[Excerpts from bounding box data]
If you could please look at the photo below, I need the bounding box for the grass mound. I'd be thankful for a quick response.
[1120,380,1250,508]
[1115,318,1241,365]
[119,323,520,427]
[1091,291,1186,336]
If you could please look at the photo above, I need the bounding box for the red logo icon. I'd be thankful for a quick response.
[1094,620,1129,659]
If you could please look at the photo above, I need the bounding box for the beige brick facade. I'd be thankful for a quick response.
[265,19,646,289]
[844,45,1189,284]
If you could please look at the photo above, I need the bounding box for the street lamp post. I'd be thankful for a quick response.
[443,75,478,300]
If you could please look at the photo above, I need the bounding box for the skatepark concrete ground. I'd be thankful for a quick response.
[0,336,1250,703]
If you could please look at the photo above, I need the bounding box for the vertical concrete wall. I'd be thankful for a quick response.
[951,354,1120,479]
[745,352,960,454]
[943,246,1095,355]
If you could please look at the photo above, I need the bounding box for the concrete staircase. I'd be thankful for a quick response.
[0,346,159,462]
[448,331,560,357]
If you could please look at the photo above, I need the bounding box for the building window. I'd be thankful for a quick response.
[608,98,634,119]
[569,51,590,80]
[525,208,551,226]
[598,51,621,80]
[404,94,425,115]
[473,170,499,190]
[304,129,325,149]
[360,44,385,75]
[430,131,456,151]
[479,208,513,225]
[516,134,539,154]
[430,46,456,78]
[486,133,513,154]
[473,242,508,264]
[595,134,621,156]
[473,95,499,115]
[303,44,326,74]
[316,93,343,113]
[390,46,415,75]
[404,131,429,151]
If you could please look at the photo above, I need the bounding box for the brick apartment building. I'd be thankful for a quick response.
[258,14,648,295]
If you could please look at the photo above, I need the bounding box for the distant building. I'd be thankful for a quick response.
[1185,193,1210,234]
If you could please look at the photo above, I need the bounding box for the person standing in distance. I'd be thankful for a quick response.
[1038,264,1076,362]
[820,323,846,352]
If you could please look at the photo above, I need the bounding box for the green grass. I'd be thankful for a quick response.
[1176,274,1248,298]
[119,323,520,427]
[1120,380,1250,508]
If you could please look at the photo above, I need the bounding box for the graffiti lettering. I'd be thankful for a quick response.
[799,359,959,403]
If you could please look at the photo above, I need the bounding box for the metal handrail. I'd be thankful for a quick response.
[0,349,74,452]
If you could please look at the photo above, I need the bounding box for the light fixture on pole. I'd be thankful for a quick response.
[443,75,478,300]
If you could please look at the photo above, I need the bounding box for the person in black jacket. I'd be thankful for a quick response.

Task description
Copy every line of the data above word for word.

Exercise answer
If you could please look at the photo below, I need the bounding box for the grass mound. I'd be thankful for a quick response.
[1120,380,1250,508]
[1115,318,1241,365]
[119,323,520,427]
[1091,291,1186,336]
If you could please look at the photo above, I need the bounding box for the red logo icon. I'd be thankful for a quick response.
[1094,620,1129,659]
If you could please look at the photo above, I need the bounding box for the beige brick facade. I'd be thankful for a quick response.
[265,19,646,289]
[844,45,1189,284]
If you could please look at the photo above, I need the bounding box for the street lamp post. I'd be thankful for a quick response.
[443,75,478,300]
If you could please look at the photo above, I need the bounding box for the skatepark concrete ground. I'd be thankful for a quick response.
[0,336,1250,703]
If you could please look at the photo above, I need the bounding box for the vertical concrete wall. I'd be thankful for a quick response.
[951,354,1120,479]
[745,352,960,454]
[943,246,1095,355]
If you could please look at the photo above, I need the bounding box for the concrete staircase. I'd be thankful for a quick response.
[0,346,159,462]
[448,331,560,357]
If you could please look at the photo above, I need the bounding box for the building window. I'd be thankful for a quick response.
[608,98,634,119]
[569,51,590,80]
[525,208,551,226]
[598,51,621,80]
[404,94,425,115]
[473,170,499,190]
[304,129,325,149]
[360,44,385,75]
[430,131,456,151]
[479,208,513,225]
[516,134,539,154]
[430,46,456,78]
[486,133,513,154]
[473,242,508,264]
[595,134,621,156]
[473,95,499,115]
[303,44,326,74]
[316,93,343,113]
[390,46,415,75]
[404,131,429,151]
If you could please look at the photo above, I need the bounding box for the brick apartment building. I'd be thankful for a quick response.
[258,14,648,295]
If you could please look at the photo above, I need the bounding box for the distant building. I'd be thankful for a quick response.
[1185,193,1210,234]
If you could please look at the photo above, I need the bounding box for the person standing in distance. I'd be thankful for a quick response.
[1038,264,1076,362]
[820,323,846,352]
If you could please look at the photo above, I need the bounding box for the green grass. I'd be thankful for a quick response.
[1176,274,1248,298]
[119,323,520,427]
[1120,380,1250,508]
If you could please look at the photo above, I need the bounding box for the graffiti lettering. I'd be thankful for a quick response.
[799,359,959,403]
If you could please look at the photo above, I need the bounding box for the metal handrail. I'd be thankful for a quick response.
[0,349,74,452]
If you could please look at the photo above, I need the bounding box for the light fixture on pole. I'd be thankful for a quick response.
[443,75,478,300]
If you could please look at the photo above, I need the bounding box for the person in black jacket. I'd be thankful for a quick response.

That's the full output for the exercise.